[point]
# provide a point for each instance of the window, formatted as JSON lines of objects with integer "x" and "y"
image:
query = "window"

--

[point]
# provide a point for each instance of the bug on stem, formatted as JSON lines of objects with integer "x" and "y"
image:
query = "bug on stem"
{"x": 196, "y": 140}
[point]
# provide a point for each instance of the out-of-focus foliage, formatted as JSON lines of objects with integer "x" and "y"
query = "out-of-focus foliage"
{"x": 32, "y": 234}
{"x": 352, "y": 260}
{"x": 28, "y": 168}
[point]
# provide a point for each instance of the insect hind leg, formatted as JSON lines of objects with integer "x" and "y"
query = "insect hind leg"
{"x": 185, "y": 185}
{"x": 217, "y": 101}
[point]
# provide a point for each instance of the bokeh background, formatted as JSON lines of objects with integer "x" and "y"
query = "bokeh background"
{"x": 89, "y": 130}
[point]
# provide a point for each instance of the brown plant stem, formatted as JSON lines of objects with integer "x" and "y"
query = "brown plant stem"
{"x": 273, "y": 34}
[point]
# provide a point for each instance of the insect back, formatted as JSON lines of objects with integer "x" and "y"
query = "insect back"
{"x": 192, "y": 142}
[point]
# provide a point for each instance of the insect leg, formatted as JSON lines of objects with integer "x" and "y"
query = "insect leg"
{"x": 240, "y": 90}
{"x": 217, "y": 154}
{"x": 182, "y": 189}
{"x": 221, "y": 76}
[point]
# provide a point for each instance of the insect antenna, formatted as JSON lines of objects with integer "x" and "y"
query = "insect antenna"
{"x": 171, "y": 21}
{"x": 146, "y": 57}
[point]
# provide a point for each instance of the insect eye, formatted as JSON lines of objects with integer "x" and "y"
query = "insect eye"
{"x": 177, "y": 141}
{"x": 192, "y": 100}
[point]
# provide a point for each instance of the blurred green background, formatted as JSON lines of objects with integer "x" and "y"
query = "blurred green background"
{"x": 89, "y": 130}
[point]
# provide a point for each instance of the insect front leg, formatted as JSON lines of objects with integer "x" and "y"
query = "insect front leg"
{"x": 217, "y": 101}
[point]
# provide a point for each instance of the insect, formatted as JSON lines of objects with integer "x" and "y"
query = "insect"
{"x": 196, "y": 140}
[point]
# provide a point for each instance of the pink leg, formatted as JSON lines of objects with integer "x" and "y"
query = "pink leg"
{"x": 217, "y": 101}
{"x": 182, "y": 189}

> [Set task] List each line of the material above that contains the string "foliage". Case counts.

> [Final result]
# provide a point for each instance of the out-of-focus foliage, formatted as JSON lines of objects with integer "x" and "y"
query = "out-of-focus foliage"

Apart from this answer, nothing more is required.